*WHAT IS BEING ASKED*.
List all lines of the data containing the word "window".

*RECORDS FOR THE EXERCISE*.
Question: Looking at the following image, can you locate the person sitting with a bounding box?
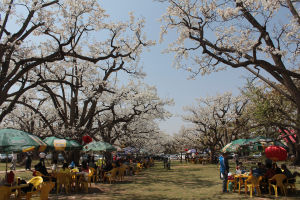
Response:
[34,160,50,181]
[89,156,96,169]
[235,165,242,174]
[78,161,89,181]
[69,161,75,169]
[101,161,113,179]
[96,158,103,168]
[264,163,275,180]
[6,170,15,185]
[258,163,274,192]
[103,161,113,172]
[281,164,300,183]
[252,162,265,177]
[236,162,246,174]
[60,162,70,173]
[51,159,58,172]
[80,161,89,171]
[272,163,283,174]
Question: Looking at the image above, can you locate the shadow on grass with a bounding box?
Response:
[50,187,104,197]
[101,180,134,185]
[48,162,300,200]
[108,193,182,200]
[130,163,219,189]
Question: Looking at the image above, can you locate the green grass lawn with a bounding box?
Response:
[0,159,51,181]
[0,159,47,171]
[1,160,299,199]
[42,161,300,200]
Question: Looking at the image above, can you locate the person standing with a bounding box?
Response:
[185,154,188,164]
[10,152,17,170]
[25,152,32,170]
[233,153,239,167]
[219,152,229,193]
[39,152,46,166]
[51,159,58,172]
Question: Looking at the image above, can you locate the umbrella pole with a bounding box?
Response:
[5,153,8,176]
[101,151,104,169]
[6,156,7,172]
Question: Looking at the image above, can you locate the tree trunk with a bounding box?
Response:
[209,146,216,164]
[293,107,300,165]
[294,144,300,165]
[104,151,112,165]
[66,150,80,166]
[52,151,58,163]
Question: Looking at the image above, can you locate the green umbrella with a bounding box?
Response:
[245,136,288,151]
[0,128,47,173]
[43,136,82,151]
[83,141,116,152]
[0,128,47,153]
[221,139,248,153]
[222,136,289,153]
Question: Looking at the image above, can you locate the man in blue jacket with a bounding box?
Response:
[219,152,229,192]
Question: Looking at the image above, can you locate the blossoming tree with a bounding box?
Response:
[160,0,300,164]
[93,81,173,144]
[182,92,249,162]
[0,0,153,122]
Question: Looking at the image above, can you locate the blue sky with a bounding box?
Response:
[101,0,250,135]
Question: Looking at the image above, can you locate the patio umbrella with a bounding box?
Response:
[43,136,82,151]
[83,141,116,152]
[139,148,148,154]
[0,128,47,153]
[221,139,248,153]
[245,136,288,151]
[187,149,197,153]
[0,128,47,173]
[123,146,139,154]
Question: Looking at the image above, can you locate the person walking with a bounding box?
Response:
[219,152,229,193]
[233,153,239,167]
[10,152,17,170]
[25,152,32,170]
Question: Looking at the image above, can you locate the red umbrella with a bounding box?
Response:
[265,146,287,161]
[82,135,92,144]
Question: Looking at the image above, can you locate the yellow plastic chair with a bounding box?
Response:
[286,178,297,193]
[269,174,287,197]
[24,176,43,200]
[0,186,12,200]
[103,168,118,184]
[70,168,79,189]
[135,163,143,174]
[227,176,237,192]
[118,167,126,181]
[69,168,78,189]
[34,171,55,182]
[40,182,55,200]
[149,158,154,167]
[121,164,129,175]
[77,169,92,193]
[56,172,71,194]
[245,176,261,197]
[89,167,97,184]
[87,168,94,187]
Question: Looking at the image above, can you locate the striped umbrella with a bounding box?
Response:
[83,141,116,152]
[0,128,47,153]
[43,136,81,151]
[0,128,47,173]
[221,139,248,153]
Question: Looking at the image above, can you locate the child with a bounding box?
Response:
[236,162,245,174]
[51,159,58,172]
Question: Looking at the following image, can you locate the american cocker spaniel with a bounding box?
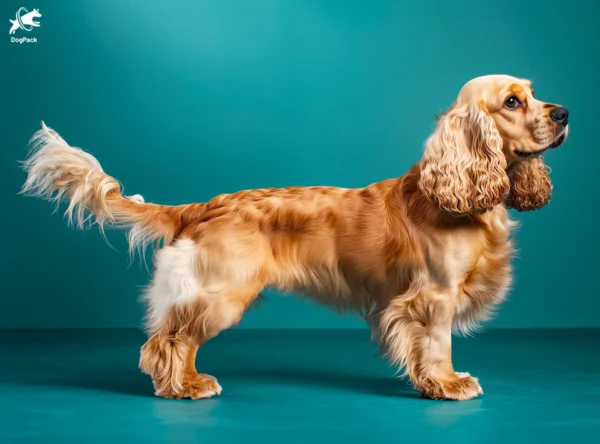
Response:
[21,74,569,400]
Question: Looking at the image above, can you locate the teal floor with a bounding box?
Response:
[1,329,599,443]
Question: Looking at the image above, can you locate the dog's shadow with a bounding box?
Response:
[218,365,417,398]
[13,355,417,399]
[5,329,418,399]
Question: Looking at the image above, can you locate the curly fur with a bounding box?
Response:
[419,103,510,214]
[505,157,553,211]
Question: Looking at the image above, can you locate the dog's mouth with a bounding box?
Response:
[514,131,567,158]
[548,132,566,149]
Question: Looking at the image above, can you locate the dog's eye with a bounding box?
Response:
[504,96,522,109]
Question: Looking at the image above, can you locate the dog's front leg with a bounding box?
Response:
[378,290,483,400]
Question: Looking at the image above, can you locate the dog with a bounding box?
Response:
[21,75,568,401]
[9,8,41,35]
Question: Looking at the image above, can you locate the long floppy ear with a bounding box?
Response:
[418,102,510,213]
[504,157,552,211]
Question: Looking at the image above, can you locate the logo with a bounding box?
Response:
[9,7,41,43]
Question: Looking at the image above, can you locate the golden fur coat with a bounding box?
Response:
[21,75,568,400]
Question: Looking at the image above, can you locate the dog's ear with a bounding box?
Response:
[418,102,510,214]
[505,157,552,211]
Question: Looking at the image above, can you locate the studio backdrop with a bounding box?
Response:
[2,0,597,329]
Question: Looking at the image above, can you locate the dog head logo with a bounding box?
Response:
[9,7,41,35]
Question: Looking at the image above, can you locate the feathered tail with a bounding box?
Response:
[21,122,181,255]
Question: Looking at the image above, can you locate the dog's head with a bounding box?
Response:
[418,74,568,213]
[32,9,42,18]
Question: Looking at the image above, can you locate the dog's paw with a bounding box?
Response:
[417,372,483,401]
[156,373,222,400]
[179,374,222,400]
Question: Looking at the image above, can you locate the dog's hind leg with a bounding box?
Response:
[136,226,270,399]
[139,324,215,399]
[139,283,263,399]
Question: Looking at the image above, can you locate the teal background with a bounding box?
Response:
[1,0,597,329]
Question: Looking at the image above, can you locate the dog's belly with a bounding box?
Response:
[270,248,420,317]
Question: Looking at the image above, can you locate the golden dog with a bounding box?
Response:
[22,75,568,400]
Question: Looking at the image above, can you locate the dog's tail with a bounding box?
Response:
[21,122,185,256]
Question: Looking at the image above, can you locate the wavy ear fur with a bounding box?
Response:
[505,157,552,211]
[418,103,510,214]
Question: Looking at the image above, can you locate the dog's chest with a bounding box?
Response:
[445,211,515,329]
[422,226,486,289]
[423,211,513,292]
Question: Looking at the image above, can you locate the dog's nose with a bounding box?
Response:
[550,107,569,126]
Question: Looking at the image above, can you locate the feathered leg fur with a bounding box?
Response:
[378,289,483,400]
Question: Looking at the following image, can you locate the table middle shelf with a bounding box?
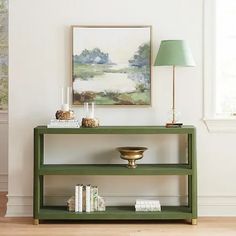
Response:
[38,164,192,175]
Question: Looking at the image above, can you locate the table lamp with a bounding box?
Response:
[154,40,196,127]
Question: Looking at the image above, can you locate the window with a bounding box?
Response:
[0,0,8,111]
[204,0,236,131]
[215,0,236,116]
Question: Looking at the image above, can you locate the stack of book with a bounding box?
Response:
[67,184,105,213]
[135,199,161,212]
[47,119,80,128]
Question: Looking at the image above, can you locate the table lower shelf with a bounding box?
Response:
[36,205,193,220]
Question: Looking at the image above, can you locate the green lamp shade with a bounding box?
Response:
[154,40,196,67]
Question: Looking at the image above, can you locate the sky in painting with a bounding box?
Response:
[73,27,150,64]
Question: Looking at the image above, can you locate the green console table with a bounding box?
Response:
[34,126,197,225]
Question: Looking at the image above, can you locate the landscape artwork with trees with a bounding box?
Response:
[0,0,8,110]
[72,26,151,105]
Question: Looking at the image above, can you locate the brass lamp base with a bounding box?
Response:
[166,123,183,128]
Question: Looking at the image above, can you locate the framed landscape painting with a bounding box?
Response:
[72,25,151,105]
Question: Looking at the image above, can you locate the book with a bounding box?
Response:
[82,186,86,212]
[75,184,83,212]
[135,199,161,212]
[86,185,91,212]
[74,184,102,213]
[165,123,183,128]
[47,119,80,128]
[90,187,94,212]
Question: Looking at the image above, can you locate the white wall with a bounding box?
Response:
[7,0,236,216]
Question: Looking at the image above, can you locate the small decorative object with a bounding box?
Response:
[72,25,151,105]
[55,110,74,120]
[117,146,147,168]
[154,40,196,127]
[97,196,106,211]
[55,87,74,120]
[67,196,75,212]
[81,102,99,128]
[81,118,99,128]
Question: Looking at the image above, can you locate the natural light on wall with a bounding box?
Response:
[215,0,236,116]
[204,0,236,131]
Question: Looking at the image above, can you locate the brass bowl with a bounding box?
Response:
[117,147,148,169]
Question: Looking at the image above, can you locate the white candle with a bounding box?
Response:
[90,102,94,118]
[84,102,89,118]
[62,104,69,112]
[67,87,70,105]
[61,87,64,105]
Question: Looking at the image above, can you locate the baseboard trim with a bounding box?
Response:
[0,174,8,192]
[5,195,236,217]
[0,112,8,124]
[198,196,236,216]
[6,195,32,217]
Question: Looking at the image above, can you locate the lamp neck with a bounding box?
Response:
[172,65,176,124]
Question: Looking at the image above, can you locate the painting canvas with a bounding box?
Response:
[72,26,151,105]
[0,0,8,110]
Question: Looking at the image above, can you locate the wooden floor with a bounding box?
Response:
[0,192,236,236]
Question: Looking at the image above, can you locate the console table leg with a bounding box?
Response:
[191,219,197,225]
[34,219,39,225]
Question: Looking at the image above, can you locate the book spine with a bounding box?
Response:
[78,185,83,212]
[82,186,86,212]
[75,184,83,212]
[90,187,94,212]
[86,185,91,212]
[75,185,79,212]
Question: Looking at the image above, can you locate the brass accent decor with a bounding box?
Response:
[117,147,147,168]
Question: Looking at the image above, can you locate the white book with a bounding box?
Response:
[47,119,80,128]
[136,199,160,205]
[75,185,79,212]
[135,199,161,212]
[75,184,83,212]
[47,124,79,128]
[50,119,79,123]
[135,204,161,212]
[78,185,83,212]
[86,185,91,212]
[82,186,86,212]
[90,187,94,212]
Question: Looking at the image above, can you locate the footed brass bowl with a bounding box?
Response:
[117,147,147,169]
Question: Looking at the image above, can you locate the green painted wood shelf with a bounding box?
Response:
[34,126,197,224]
[39,164,192,175]
[39,206,192,220]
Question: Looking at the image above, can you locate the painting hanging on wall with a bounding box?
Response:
[0,0,8,110]
[72,26,151,105]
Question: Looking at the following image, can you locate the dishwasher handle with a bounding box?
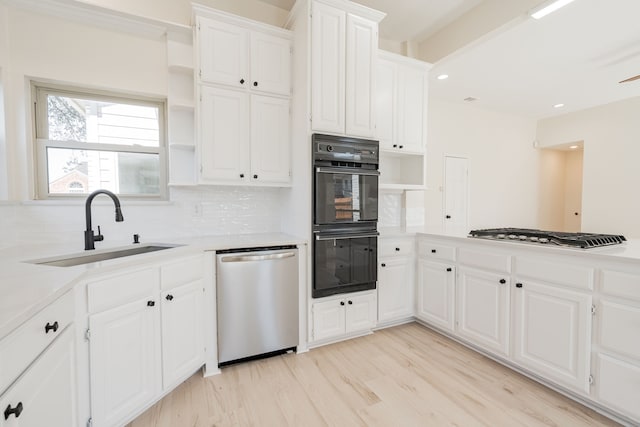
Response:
[219,251,296,263]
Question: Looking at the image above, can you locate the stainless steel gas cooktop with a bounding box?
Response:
[468,228,626,249]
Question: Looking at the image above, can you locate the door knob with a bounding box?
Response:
[499,279,506,284]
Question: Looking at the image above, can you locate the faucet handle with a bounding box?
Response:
[95,226,104,242]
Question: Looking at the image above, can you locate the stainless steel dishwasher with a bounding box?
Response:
[216,246,299,366]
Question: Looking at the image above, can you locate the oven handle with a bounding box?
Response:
[316,166,380,177]
[315,232,379,241]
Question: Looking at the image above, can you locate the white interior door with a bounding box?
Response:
[444,156,469,233]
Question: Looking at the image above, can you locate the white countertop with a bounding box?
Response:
[0,232,307,340]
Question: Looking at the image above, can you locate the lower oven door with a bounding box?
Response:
[313,230,378,298]
[314,166,379,224]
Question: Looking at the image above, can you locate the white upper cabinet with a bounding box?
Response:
[311,1,382,138]
[376,51,430,153]
[250,95,291,183]
[198,16,291,96]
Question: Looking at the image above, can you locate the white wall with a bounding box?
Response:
[0,3,8,200]
[537,148,565,231]
[0,4,287,246]
[537,97,640,237]
[426,98,539,230]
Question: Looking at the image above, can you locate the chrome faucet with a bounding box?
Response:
[84,189,124,250]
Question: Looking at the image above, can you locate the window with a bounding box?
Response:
[33,84,166,199]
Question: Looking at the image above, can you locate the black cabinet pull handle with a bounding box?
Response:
[340,301,345,306]
[147,301,155,307]
[253,81,258,87]
[240,173,245,178]
[44,321,59,334]
[499,279,506,284]
[4,402,23,420]
[165,294,174,301]
[253,174,258,179]
[431,249,436,253]
[515,283,523,288]
[381,263,386,267]
[240,78,245,84]
[446,267,452,272]
[348,300,353,305]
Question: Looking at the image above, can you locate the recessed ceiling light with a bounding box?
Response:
[437,74,449,80]
[553,103,565,108]
[569,145,578,149]
[464,97,477,102]
[530,0,576,20]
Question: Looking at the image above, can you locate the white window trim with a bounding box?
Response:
[32,82,168,200]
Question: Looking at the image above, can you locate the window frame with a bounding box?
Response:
[32,82,168,200]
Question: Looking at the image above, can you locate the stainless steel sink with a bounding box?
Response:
[29,244,181,267]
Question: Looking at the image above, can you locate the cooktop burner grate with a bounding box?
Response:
[468,228,626,249]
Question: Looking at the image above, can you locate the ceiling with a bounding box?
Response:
[430,0,640,118]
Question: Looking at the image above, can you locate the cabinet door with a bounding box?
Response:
[345,14,376,138]
[199,86,250,183]
[161,280,205,391]
[417,260,455,331]
[345,293,377,333]
[0,326,76,427]
[89,298,161,427]
[513,280,592,394]
[457,268,510,356]
[312,299,345,341]
[378,257,414,323]
[397,66,426,152]
[311,2,345,134]
[376,58,395,149]
[198,17,248,88]
[595,353,640,422]
[250,95,290,184]
[250,32,291,96]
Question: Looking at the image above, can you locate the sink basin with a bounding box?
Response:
[29,244,181,267]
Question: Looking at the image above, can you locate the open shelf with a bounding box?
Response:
[379,151,425,189]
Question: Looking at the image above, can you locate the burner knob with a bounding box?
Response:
[497,234,506,239]
[508,235,517,239]
[518,235,528,241]
[539,238,549,244]
[326,145,334,152]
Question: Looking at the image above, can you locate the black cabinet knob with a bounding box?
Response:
[395,247,400,251]
[445,215,451,219]
[4,402,23,420]
[446,267,452,272]
[240,173,245,178]
[348,300,353,305]
[45,321,59,334]
[499,279,506,284]
[253,174,258,179]
[340,301,345,306]
[381,263,386,267]
[515,283,523,288]
[147,301,155,307]
[431,249,436,253]
[240,78,245,84]
[253,81,258,87]
[393,144,398,148]
[399,145,404,149]
[165,294,174,301]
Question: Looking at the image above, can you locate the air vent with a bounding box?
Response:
[464,97,477,102]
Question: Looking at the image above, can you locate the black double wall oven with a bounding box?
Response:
[312,133,379,298]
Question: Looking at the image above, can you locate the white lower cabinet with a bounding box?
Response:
[457,268,510,356]
[311,292,376,342]
[378,257,414,323]
[512,279,592,394]
[89,296,162,427]
[0,326,76,427]
[416,259,455,332]
[160,280,205,390]
[595,353,640,421]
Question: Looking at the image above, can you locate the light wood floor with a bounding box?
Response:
[128,323,620,427]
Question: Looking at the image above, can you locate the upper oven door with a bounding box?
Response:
[314,166,379,225]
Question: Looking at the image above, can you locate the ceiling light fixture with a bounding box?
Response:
[437,74,449,80]
[553,103,565,108]
[530,0,576,20]
[569,145,579,149]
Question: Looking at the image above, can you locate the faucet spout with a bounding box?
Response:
[85,189,124,250]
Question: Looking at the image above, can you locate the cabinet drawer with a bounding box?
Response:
[596,353,640,421]
[459,248,511,273]
[87,268,159,313]
[379,238,414,258]
[515,257,593,290]
[161,255,204,291]
[418,240,456,262]
[600,269,640,302]
[0,290,74,395]
[599,300,640,360]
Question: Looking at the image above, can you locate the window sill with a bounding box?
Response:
[21,200,174,207]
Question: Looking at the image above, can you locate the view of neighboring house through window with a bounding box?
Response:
[33,84,166,199]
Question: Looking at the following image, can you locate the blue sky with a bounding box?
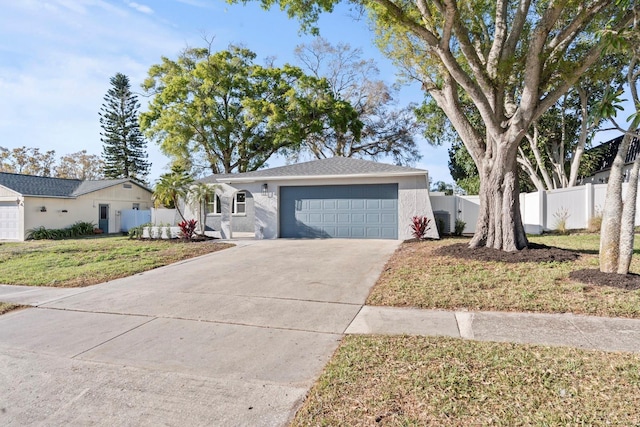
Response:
[0,0,452,185]
[0,0,633,187]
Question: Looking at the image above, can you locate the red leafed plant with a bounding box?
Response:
[410,216,431,240]
[178,219,198,240]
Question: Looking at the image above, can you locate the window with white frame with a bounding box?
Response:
[234,192,246,214]
[205,192,246,215]
[205,192,219,214]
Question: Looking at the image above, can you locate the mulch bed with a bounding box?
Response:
[434,241,640,290]
[434,242,580,263]
[569,269,640,290]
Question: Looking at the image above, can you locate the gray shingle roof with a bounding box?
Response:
[0,172,151,197]
[199,157,426,183]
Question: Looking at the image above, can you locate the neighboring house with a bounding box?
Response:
[187,157,438,241]
[0,172,153,241]
[581,132,640,185]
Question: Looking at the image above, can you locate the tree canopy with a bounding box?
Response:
[0,147,104,180]
[289,37,423,165]
[140,44,360,176]
[234,0,635,250]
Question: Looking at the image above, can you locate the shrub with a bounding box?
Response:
[454,219,466,236]
[128,222,151,239]
[27,221,96,240]
[410,216,431,240]
[178,219,198,240]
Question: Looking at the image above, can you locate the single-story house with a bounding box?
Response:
[0,172,153,240]
[581,132,640,185]
[188,157,438,240]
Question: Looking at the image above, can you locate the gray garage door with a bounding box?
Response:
[279,184,398,239]
[0,202,19,240]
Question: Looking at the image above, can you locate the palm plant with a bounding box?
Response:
[187,182,216,236]
[153,166,193,223]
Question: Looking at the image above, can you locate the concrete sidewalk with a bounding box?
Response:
[347,305,640,353]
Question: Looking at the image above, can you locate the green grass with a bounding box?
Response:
[0,236,233,287]
[292,335,640,426]
[0,302,22,315]
[367,233,640,318]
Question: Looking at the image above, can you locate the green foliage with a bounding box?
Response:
[27,221,96,240]
[153,165,193,222]
[454,219,466,236]
[100,73,150,182]
[128,222,151,239]
[141,44,359,175]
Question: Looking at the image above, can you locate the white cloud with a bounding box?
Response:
[127,1,153,14]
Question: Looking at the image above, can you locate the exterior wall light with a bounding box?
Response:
[40,206,47,212]
[262,183,268,195]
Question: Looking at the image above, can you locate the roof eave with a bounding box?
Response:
[216,171,427,184]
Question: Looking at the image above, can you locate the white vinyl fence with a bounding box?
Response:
[431,183,639,235]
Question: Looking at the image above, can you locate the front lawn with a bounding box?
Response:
[0,236,233,287]
[293,335,640,426]
[368,234,640,318]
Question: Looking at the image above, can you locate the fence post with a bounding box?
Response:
[585,183,593,229]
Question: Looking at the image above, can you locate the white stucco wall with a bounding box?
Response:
[22,184,152,239]
[196,174,436,240]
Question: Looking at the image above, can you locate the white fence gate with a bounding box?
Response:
[120,209,151,232]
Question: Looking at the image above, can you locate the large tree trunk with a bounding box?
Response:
[470,143,528,251]
[600,134,632,273]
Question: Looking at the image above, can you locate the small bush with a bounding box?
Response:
[128,222,151,239]
[454,219,466,236]
[410,216,431,240]
[178,219,198,240]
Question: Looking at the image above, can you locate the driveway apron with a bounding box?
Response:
[0,239,398,426]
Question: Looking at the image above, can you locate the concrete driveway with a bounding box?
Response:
[0,239,399,426]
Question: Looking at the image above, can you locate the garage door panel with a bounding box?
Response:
[381,200,396,209]
[323,213,336,222]
[381,213,397,223]
[0,203,20,240]
[337,200,350,209]
[351,199,365,209]
[308,213,322,222]
[351,213,365,223]
[280,184,398,239]
[337,214,350,223]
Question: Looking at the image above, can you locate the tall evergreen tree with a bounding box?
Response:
[100,73,151,182]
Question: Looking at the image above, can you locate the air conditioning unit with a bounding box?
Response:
[433,210,451,235]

*SOLUTION FOR THIS EXERCISE*.
Question: Looking at the image above, can you locate the window with a bounding box?
Question: Looking at the image above, can you locate the window with a bounding box?
Question: Looking at the image above, can you locate the white window trim with a bounding box?
Question: Looking at the image above, can you locate the window frame with a bounding box?
Question: Looking at the image above, can you locate the window sill with a bounding box?
Question: Looking at the image above, can you locate the view of neighboring house through window with a bounding box?
Question: Looking at the image above, can you locate the window with white frame with a bounding box?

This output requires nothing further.